(Rows from a dataset)
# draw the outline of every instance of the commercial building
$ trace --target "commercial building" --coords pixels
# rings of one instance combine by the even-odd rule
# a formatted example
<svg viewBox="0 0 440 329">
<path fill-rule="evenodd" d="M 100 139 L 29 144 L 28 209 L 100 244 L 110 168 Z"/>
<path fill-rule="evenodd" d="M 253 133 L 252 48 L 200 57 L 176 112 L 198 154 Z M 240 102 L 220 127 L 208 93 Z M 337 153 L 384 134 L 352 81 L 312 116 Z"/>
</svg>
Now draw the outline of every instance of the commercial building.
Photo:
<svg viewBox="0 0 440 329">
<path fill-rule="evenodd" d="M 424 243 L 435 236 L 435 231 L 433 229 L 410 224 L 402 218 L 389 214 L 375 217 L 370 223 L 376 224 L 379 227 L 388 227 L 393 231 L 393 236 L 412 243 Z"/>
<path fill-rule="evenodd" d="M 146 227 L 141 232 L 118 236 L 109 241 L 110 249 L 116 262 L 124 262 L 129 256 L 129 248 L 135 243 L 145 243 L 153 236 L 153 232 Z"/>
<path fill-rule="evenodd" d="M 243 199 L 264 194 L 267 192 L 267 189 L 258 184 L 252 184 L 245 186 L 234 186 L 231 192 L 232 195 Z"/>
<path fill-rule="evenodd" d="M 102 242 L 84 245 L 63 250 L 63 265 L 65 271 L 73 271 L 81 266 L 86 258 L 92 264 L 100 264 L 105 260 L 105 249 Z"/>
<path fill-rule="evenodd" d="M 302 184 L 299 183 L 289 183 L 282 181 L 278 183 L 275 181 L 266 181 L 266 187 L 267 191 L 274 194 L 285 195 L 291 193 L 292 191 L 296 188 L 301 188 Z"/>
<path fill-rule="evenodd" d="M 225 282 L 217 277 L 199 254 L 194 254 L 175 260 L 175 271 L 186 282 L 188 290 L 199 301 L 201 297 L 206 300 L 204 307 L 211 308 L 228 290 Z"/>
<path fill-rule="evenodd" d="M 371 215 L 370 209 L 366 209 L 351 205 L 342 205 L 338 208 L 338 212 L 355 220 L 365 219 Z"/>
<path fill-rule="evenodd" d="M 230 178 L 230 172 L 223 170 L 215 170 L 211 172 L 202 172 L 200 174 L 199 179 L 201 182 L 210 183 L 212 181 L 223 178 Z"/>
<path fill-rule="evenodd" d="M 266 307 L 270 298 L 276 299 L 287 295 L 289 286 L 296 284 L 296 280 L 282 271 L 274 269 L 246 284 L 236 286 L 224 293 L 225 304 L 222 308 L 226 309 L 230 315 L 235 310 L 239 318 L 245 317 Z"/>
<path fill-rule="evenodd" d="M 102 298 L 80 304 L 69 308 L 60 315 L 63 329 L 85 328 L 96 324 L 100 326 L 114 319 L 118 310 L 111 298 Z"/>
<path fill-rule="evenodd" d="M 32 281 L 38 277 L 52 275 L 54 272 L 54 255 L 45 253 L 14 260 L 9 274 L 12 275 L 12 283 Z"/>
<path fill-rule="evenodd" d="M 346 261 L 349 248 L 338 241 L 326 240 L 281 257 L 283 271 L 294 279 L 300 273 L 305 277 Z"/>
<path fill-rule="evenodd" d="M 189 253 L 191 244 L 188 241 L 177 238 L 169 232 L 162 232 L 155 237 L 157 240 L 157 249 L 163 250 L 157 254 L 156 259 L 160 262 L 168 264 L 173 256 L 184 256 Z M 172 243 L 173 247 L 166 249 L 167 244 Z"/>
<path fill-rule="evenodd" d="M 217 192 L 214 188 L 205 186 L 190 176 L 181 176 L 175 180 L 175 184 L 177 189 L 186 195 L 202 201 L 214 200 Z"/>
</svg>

**The task:** Please update the rows above by changing every "commercial building" to "office building", leaving everything else the same.

**Right answer:**
# draw the outline of every instance of the office building
$ trace --target "office building" --coords pixels
# rings of one instance combine by the even-odd rule
# a formatted example
<svg viewBox="0 0 440 329">
<path fill-rule="evenodd" d="M 100 139 L 29 144 L 28 209 L 100 244 L 110 168 Z"/>
<path fill-rule="evenodd" d="M 253 133 L 252 48 L 200 57 L 176 112 L 198 154 Z M 240 102 L 220 127 L 208 93 Z M 337 153 L 384 134 L 352 81 L 312 116 Z"/>
</svg>
Now draw the outline of every instance of the office building.
Photo:
<svg viewBox="0 0 440 329">
<path fill-rule="evenodd" d="M 424 243 L 435 236 L 435 231 L 433 229 L 410 224 L 402 218 L 389 214 L 375 217 L 370 223 L 376 224 L 379 227 L 388 227 L 393 231 L 393 236 L 412 243 Z"/>
<path fill-rule="evenodd" d="M 146 227 L 141 232 L 118 236 L 109 241 L 110 249 L 116 262 L 124 262 L 129 256 L 129 248 L 135 243 L 145 243 L 153 236 L 153 232 Z"/>
<path fill-rule="evenodd" d="M 243 199 L 264 194 L 267 192 L 267 189 L 258 184 L 252 184 L 245 186 L 234 186 L 231 192 L 232 195 Z"/>
<path fill-rule="evenodd" d="M 102 242 L 84 245 L 63 250 L 63 265 L 65 271 L 73 271 L 81 266 L 86 258 L 92 264 L 100 264 L 105 260 L 105 249 Z"/>
<path fill-rule="evenodd" d="M 302 184 L 299 183 L 289 183 L 282 181 L 278 183 L 275 181 L 266 181 L 266 187 L 267 191 L 274 194 L 285 195 L 291 193 L 292 191 L 296 188 L 301 188 Z"/>
<path fill-rule="evenodd" d="M 225 282 L 217 277 L 199 254 L 194 254 L 175 260 L 175 271 L 186 282 L 188 290 L 199 301 L 201 297 L 206 300 L 204 307 L 211 308 L 228 290 Z"/>
<path fill-rule="evenodd" d="M 371 215 L 370 209 L 366 209 L 351 205 L 342 205 L 338 208 L 338 212 L 355 220 L 365 219 Z"/>
<path fill-rule="evenodd" d="M 230 178 L 230 172 L 223 170 L 215 170 L 211 172 L 202 172 L 200 174 L 199 179 L 201 182 L 210 183 L 212 181 L 223 178 Z"/>
<path fill-rule="evenodd" d="M 266 307 L 270 298 L 276 299 L 287 295 L 289 286 L 296 284 L 296 280 L 282 271 L 274 269 L 246 284 L 236 286 L 224 293 L 225 304 L 222 308 L 226 309 L 230 315 L 235 310 L 239 318 L 245 317 Z"/>
<path fill-rule="evenodd" d="M 102 298 L 80 304 L 69 308 L 60 315 L 63 329 L 85 328 L 96 324 L 100 326 L 114 319 L 118 310 L 111 298 Z"/>
<path fill-rule="evenodd" d="M 32 281 L 38 277 L 52 275 L 54 272 L 54 255 L 45 253 L 14 260 L 9 274 L 12 275 L 12 283 Z"/>
<path fill-rule="evenodd" d="M 346 261 L 349 248 L 338 241 L 326 240 L 281 257 L 283 271 L 294 279 L 300 273 L 305 277 Z"/>
<path fill-rule="evenodd" d="M 189 253 L 191 244 L 188 241 L 177 238 L 169 232 L 162 232 L 155 237 L 157 240 L 157 249 L 163 250 L 157 254 L 156 259 L 160 262 L 168 264 L 173 256 L 184 256 Z M 172 243 L 173 247 L 166 249 L 167 244 Z"/>
<path fill-rule="evenodd" d="M 217 192 L 214 188 L 205 186 L 190 176 L 181 176 L 175 180 L 175 184 L 177 189 L 186 195 L 202 201 L 214 200 Z"/>
</svg>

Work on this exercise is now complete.